## MATERIAL TO PROCESS
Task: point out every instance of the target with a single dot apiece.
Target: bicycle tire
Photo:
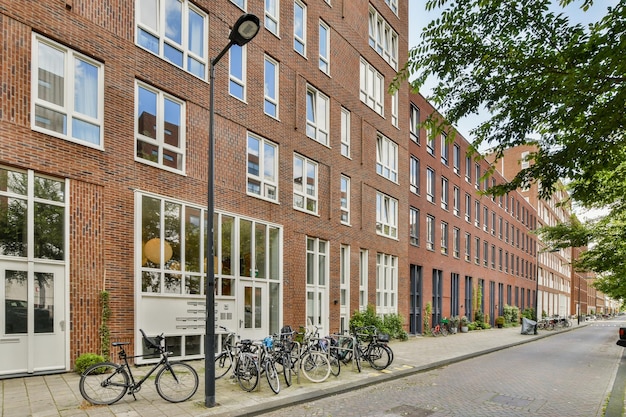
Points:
(315, 366)
(247, 373)
(378, 356)
(272, 376)
(176, 382)
(223, 363)
(104, 383)
(346, 350)
(335, 364)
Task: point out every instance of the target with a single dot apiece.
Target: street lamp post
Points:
(246, 28)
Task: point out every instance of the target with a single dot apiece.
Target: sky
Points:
(419, 18)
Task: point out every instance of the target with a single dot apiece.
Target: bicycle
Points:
(106, 383)
(224, 360)
(370, 345)
(439, 330)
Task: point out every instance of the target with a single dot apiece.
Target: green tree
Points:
(547, 82)
(543, 80)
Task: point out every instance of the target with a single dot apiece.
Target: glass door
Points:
(32, 325)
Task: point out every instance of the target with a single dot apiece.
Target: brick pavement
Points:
(58, 395)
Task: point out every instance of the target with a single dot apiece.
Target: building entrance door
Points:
(32, 323)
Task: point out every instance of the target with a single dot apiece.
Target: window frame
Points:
(160, 140)
(68, 108)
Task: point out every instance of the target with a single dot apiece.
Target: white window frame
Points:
(445, 197)
(414, 123)
(386, 158)
(386, 284)
(270, 96)
(159, 141)
(345, 199)
(414, 226)
(318, 115)
(386, 216)
(305, 194)
(299, 28)
(272, 16)
(345, 132)
(414, 175)
(233, 79)
(383, 38)
(159, 34)
(324, 44)
(430, 232)
(268, 184)
(363, 279)
(372, 87)
(317, 281)
(68, 109)
(430, 185)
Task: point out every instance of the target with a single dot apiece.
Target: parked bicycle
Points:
(107, 382)
(367, 344)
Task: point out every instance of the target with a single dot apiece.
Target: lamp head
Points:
(245, 28)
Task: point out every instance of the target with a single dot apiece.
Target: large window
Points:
(386, 215)
(386, 283)
(345, 132)
(272, 16)
(317, 115)
(383, 39)
(324, 48)
(414, 226)
(372, 87)
(430, 232)
(414, 173)
(270, 90)
(317, 267)
(32, 215)
(430, 185)
(237, 72)
(262, 173)
(414, 122)
(160, 129)
(305, 184)
(386, 158)
(176, 31)
(345, 199)
(299, 27)
(67, 93)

## TASK BRIEF
Would you please restate the records word for word, excluding any images?

## SOLUTION FOR THIS PROBLEM
Task: point out every instance of the target with a single dot apiece.
Target: bicycle tire
Photo:
Points:
(315, 366)
(247, 373)
(378, 356)
(272, 376)
(176, 382)
(223, 363)
(104, 383)
(346, 350)
(335, 364)
Task: point out every instance of the target with a single dot apiece.
Target: street lamp post
Points:
(246, 28)
Task: point out every instance of the target with a single dot apiece.
Target: sky
Points:
(419, 18)
Task: point out every instance of the target with a single dot apiece.
Target: bicycle
Points:
(106, 383)
(224, 360)
(370, 345)
(439, 330)
Task: point out every instance of the target with a single dot apiece.
Target: green tree
Points:
(547, 82)
(543, 80)
Task: point out every instance of the target with a single dot apiece.
Target: glass door
Points:
(32, 325)
Task: point out every instance of the target with a single dot apiece.
Target: brick pavement
Points:
(58, 395)
Task: point out every instance of the target with a single dot apiece.
Target: building entrance door
Points:
(32, 323)
Task: point out every instance of the target with a single dot apiece.
Target: window frame
Points:
(160, 140)
(68, 108)
Task: point out every instance of the target with a single dot apiece.
Target: white window frame
Points:
(445, 197)
(414, 123)
(386, 158)
(386, 284)
(270, 96)
(159, 141)
(345, 199)
(414, 226)
(318, 115)
(386, 216)
(305, 194)
(299, 28)
(272, 16)
(345, 132)
(414, 175)
(233, 79)
(383, 38)
(159, 34)
(324, 44)
(430, 232)
(268, 184)
(363, 279)
(372, 87)
(317, 281)
(68, 109)
(430, 185)
Task: point out every instance of the target with a single dot apiece.
Target: parked bicycle
Points:
(107, 382)
(367, 344)
Task: point out every instance of the target with a single dot apiece.
Target: lamp head
Points:
(245, 28)
Task: point out every instance of the target with a single dot apiece.
Target: large window
Points:
(386, 215)
(386, 283)
(345, 132)
(272, 16)
(317, 115)
(383, 39)
(324, 48)
(414, 226)
(372, 87)
(430, 232)
(414, 173)
(270, 90)
(317, 267)
(32, 215)
(430, 185)
(237, 72)
(262, 173)
(414, 122)
(160, 129)
(305, 184)
(386, 158)
(176, 31)
(345, 199)
(299, 27)
(67, 93)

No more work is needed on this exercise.